Reproduce each of the following items word for word, leaving out any pictures.

— begin RECORDS FOR THE EXERCISE —

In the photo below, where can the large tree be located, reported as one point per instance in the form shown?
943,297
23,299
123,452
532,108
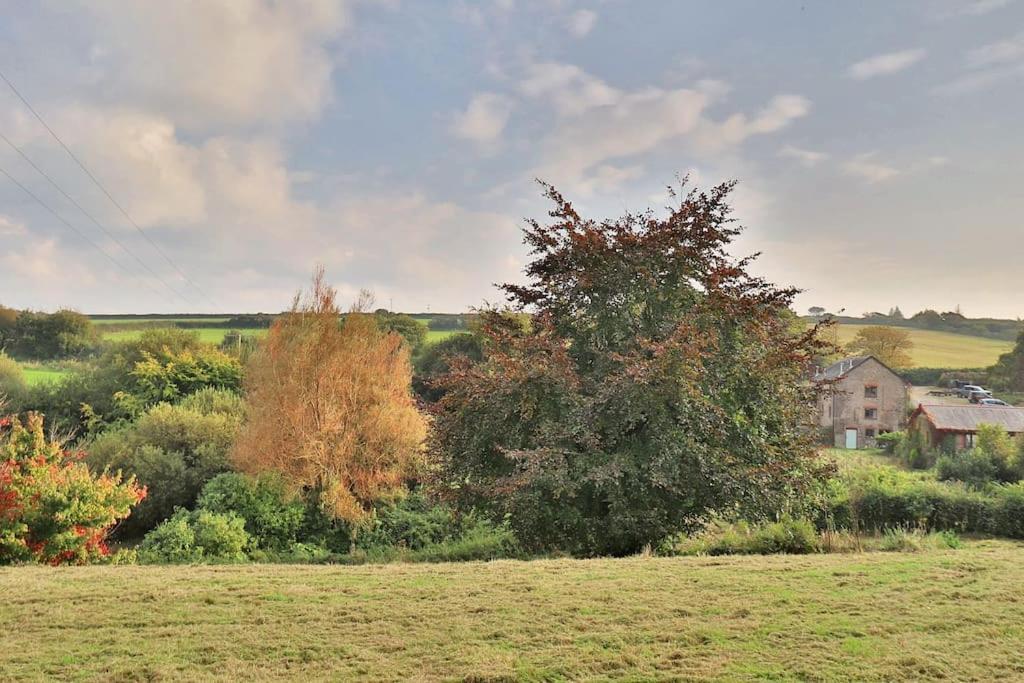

— end RECORDS FOR THE EXERCISE —

- WORKED ANSWER -
In the photo below, where can the large tree be located, reported as one point per instance in the form shown?
943,297
23,299
123,452
532,108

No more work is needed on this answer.